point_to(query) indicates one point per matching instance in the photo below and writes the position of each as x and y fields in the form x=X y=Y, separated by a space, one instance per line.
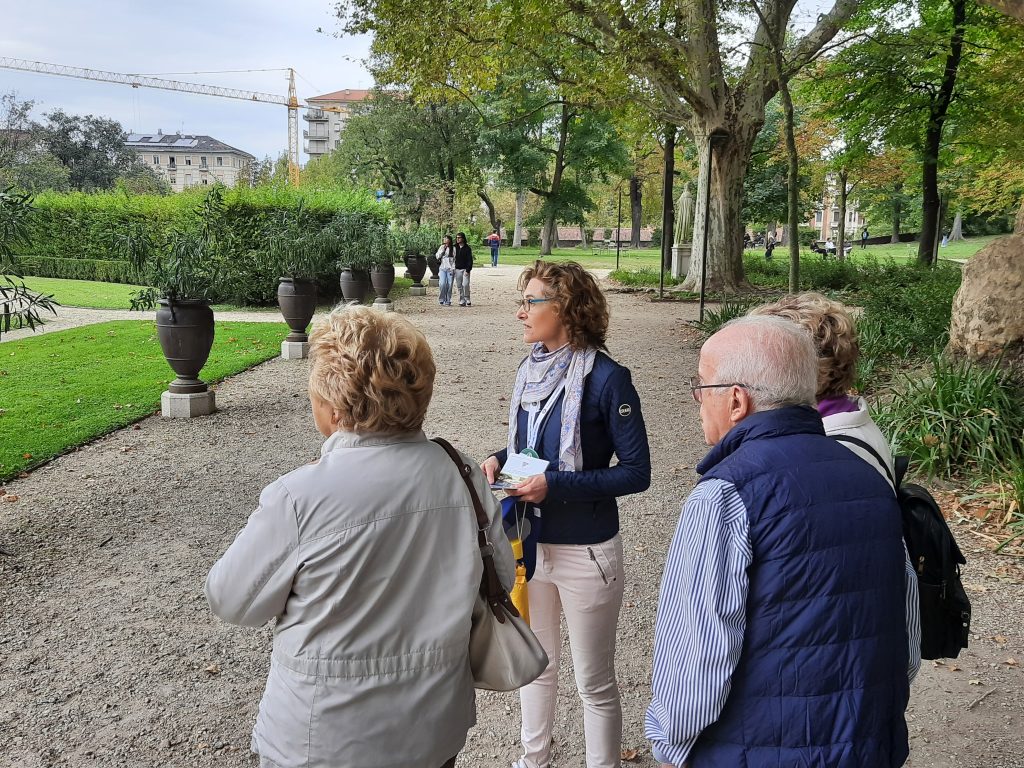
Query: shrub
x=958 y=419
x=727 y=310
x=89 y=228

——————————

Given instruction:
Reproduce each line word for word and drop the pictures.

Reply:
point_to(query) indicates one point per matching instance in the photo below and writes the position of each as x and y fields in the form x=X y=Y, separated by a space, one instance per line.
Query: shrub
x=958 y=419
x=727 y=310
x=89 y=228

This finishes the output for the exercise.